TASK TO CARRY OUT >> Reproduce, exactly and in full, only the lines below from the one containing "negative clicks: (864, 188) (869, 354)" through the one containing "negative clicks: (756, 433) (759, 469)".

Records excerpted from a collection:
=-=-=
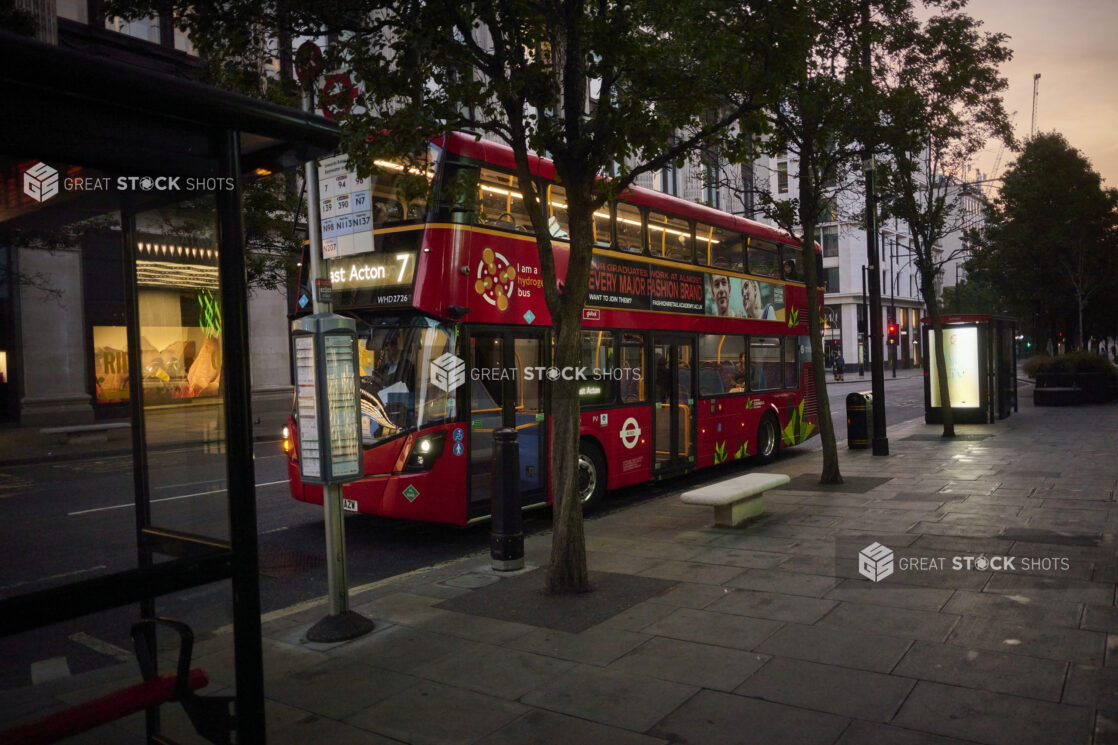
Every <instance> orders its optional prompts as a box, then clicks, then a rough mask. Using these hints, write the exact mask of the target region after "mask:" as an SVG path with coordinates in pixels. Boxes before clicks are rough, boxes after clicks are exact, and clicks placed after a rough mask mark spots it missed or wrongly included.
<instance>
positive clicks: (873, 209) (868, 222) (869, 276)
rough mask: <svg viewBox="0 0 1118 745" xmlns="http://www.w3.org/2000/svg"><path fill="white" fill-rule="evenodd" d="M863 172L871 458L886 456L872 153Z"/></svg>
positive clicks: (888, 448) (876, 232) (862, 168)
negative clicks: (864, 188) (869, 354)
mask: <svg viewBox="0 0 1118 745" xmlns="http://www.w3.org/2000/svg"><path fill="white" fill-rule="evenodd" d="M862 170H863V171H864V172H865V255H866V276H868V277H869V290H870V348H871V350H872V351H871V355H870V376H871V379H872V384H871V389H872V390H873V440H872V443H871V445H872V449H873V454H874V455H888V454H889V437H888V436H885V366H884V360H883V358H882V356H881V270H880V268H879V264H878V204H877V202H878V199H877V195H875V194H874V179H873V152H872V151H870V150H868V151H866V153H865V158H864V159H863V160H862Z"/></svg>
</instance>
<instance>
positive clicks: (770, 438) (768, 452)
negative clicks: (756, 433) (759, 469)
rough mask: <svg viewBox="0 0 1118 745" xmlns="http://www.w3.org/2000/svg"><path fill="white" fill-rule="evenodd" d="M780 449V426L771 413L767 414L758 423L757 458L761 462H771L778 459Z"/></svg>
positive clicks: (761, 417)
mask: <svg viewBox="0 0 1118 745" xmlns="http://www.w3.org/2000/svg"><path fill="white" fill-rule="evenodd" d="M779 449H780V427H779V425H778V424H777V421H776V417H775V416H773V414H771V413H770V414H766V415H765V416H762V417H761V423H760V424H758V425H757V460H758V461H760V462H761V463H771V462H773V461H775V460H776V453H777V451H778V450H779Z"/></svg>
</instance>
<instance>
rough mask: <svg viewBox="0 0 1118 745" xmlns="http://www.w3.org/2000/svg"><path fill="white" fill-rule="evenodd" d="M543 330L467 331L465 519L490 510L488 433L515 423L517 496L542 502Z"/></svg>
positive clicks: (543, 441) (525, 501)
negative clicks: (467, 425) (467, 498)
mask: <svg viewBox="0 0 1118 745" xmlns="http://www.w3.org/2000/svg"><path fill="white" fill-rule="evenodd" d="M543 353H544V343H543V332H542V331H534V330H532V331H529V330H508V331H500V330H485V331H474V332H472V333H471V334H470V374H468V376H467V384H468V385H470V504H468V515H467V517H468V518H475V517H480V516H483V515H489V512H490V497H491V494H492V481H491V470H492V461H493V432H494V431H495V430H498V428H500V427H515V430H517V444H518V445H519V454H520V494H521V500H522V502H523V503H524V504H532V503H537V502H542V501H546V500H547V497H546V493H547V463H548V460H547V454H548V447H547V426H546V421H544V416H543V392H542V385H541V383H540V377H541V376H540V372H541V371H542V370H543V369H546V367H547V364H546V361H544V359H543Z"/></svg>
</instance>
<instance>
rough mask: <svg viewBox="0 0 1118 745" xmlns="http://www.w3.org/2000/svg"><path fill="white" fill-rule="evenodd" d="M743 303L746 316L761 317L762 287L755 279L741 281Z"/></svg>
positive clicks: (743, 307) (748, 316) (757, 317)
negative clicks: (744, 309)
mask: <svg viewBox="0 0 1118 745" xmlns="http://www.w3.org/2000/svg"><path fill="white" fill-rule="evenodd" d="M741 305H742V308H743V309H745V315H746V318H760V317H761V289H760V285H759V284H757V282H756V281H755V280H742V281H741Z"/></svg>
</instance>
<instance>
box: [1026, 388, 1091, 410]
mask: <svg viewBox="0 0 1118 745" xmlns="http://www.w3.org/2000/svg"><path fill="white" fill-rule="evenodd" d="M1082 397H1083V389H1082V388H1080V387H1079V386H1045V387H1042V388H1033V406H1076V405H1077V404H1081V403H1082Z"/></svg>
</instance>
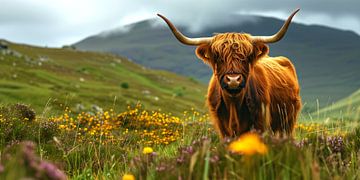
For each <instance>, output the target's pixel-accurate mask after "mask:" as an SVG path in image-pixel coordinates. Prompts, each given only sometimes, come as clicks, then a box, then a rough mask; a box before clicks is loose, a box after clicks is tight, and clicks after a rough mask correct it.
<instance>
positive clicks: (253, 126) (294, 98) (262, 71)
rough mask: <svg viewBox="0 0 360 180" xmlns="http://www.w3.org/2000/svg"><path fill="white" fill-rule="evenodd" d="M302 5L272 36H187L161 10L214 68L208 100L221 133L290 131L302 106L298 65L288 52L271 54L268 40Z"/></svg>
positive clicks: (250, 35) (271, 38) (288, 19)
=-=-=
TASK ANSWER >>
negative clicks: (864, 188) (869, 354)
mask: <svg viewBox="0 0 1118 745" xmlns="http://www.w3.org/2000/svg"><path fill="white" fill-rule="evenodd" d="M862 170H863V171H864V172H865V255H866V276H868V277H869V290H870V348H871V350H872V351H871V355H870V376H871V379H872V384H871V389H872V390H873V440H872V443H871V445H872V449H873V454H874V455H888V454H889V437H888V436H885V366H884V360H883V358H882V356H881V270H880V268H879V264H878V204H877V202H878V199H877V195H875V194H874V179H873V152H872V151H870V150H868V151H866V153H865V158H864V159H863V160H862Z"/></svg>
</instance>
<instance>
positive clicks: (770, 438) (768, 452)
negative clicks: (756, 433) (759, 469)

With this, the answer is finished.